======== Textauszug ========

Während jeder von uns bei den Rennen bei Tageslicht den Zeitplan im Kopf hat (Moto3 in der Früh ab 9 Uhr, am Samstag irgendwann ab 13.10 Uhr Qualifying, herrscht in Katar Blindflug.
Alles wird hier auf den Kopf gestellt. Man muss sich zwingen, nicht um 14 Uhr im Fahrerlager zu erscheinen, es wäre eh kein Fahrer da, alle bleiben bis 17 Uhr im Hotel, die befinden sich nur 20 Minuten entfernt, Rush Hour gibt’s keine. Zuschauer auf der Tribüne im Training – mit freiem Auge war keiner zu sehen.
Man verliert hier völlig die zeitliche Orientierung. Philipp Öttl sass gestern am Freitag 40 Minuten nach seinem Moto3-Training noch im Leder in der Box. Ich denke: Der zieht sich halt bis zum zweiten Moto3-Training nicht um. Er klärt mich auf: «Wir fahren heute gar nicht mehr.»
Oh, sorry, die zwei kleinen Klassen übten am Donnerstag zweimal, die MotoGP einmal, am Freitag ist es umgekehrt. Ich präge mir ein: Samstag Qualifying für die zwei kleinen Klassen und danach Warm-up. MotoGP heute Samstag: 4. Freies Training, dann Q1 und Q2. In Europa rührt sich danach kein GP-Motor mehr. Anders in der Wüste: Um 21.40 Uhr Ortszeit beginnen die Warm-Up-Trainings für Moto3 und Moto2.
Irgendwann um 21.40 Uhr ist es gestern verdächtig still geworden. Ich hörte keine Motorengeräusche mehr. Ah, jetzt ist Feierabend. Plötzlich wieder Motorenlärm, aber die Fotografen sitzen alle im Pressebüro? Es läuft das zweite Rennen zu katarischen Superbike-Meisterschaft!

======== Einträge ========

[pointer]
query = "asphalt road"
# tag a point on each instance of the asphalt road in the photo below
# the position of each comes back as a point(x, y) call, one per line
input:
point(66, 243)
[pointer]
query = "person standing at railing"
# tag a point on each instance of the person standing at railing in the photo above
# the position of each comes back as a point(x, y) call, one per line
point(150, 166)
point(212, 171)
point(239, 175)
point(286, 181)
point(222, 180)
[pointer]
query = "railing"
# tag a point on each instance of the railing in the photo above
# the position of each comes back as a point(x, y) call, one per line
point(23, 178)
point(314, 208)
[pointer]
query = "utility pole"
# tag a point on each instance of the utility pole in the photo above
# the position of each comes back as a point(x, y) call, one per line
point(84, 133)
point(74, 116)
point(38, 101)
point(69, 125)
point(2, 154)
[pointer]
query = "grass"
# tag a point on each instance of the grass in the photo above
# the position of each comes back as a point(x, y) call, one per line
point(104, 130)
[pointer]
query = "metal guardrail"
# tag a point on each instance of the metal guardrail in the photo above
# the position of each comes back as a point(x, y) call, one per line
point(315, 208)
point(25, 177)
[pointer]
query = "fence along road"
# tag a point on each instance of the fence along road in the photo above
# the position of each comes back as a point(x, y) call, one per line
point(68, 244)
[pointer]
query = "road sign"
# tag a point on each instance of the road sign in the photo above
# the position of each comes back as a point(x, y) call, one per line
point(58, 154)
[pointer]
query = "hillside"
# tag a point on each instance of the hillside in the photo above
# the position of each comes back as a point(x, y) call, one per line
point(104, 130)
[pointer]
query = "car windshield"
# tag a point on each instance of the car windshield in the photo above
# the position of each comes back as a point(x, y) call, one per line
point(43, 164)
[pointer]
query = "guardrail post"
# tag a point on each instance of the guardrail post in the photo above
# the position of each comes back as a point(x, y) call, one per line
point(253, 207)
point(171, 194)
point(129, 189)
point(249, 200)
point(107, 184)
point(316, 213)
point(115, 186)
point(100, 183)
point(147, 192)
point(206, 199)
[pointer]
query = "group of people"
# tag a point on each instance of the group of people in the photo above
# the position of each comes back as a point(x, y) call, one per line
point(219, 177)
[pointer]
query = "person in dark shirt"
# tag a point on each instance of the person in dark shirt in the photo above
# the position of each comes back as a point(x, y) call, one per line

========

» Aufgabe 1
Fass den Textauszug in zwei Sätzen zusammen.
» Aufgabe 2
Gib aus dem Textauszug wortgetreu den Abschnitt von „Während jeder von“ bis einschließlich „in Katar Blindflug.“ zurück.

» Lösung 1
In Katar verliert man beim Rennwochenende leicht die zeitliche Orientierung: Die Fahrer bleiben bis 17 Uhr im Hotel, und die zwei kleinen Klassen trainierten am Donnerstag zweimal, die MotoGP einmal, während es am Freitag umgekehrt war. Anders als in Europa beginnen dort am Samstag um 21.40 Uhr Ortszeit noch die Warm-up-Trainings für Moto3 und Moto2, und am Freitagabend lief nach dem Training sogar das zweite Rennen der katarischen Superbike-Meisterschaft.

» Lösung 2
Während jeder von uns bei den Rennen bei Tageslicht den Zeitplan im Kopf hat (Moto3 in der Früh ab 9 Uhr, am Samstag irgendwann ab 13.10 Uhr Qualifying, herrscht in Katar Blindflug.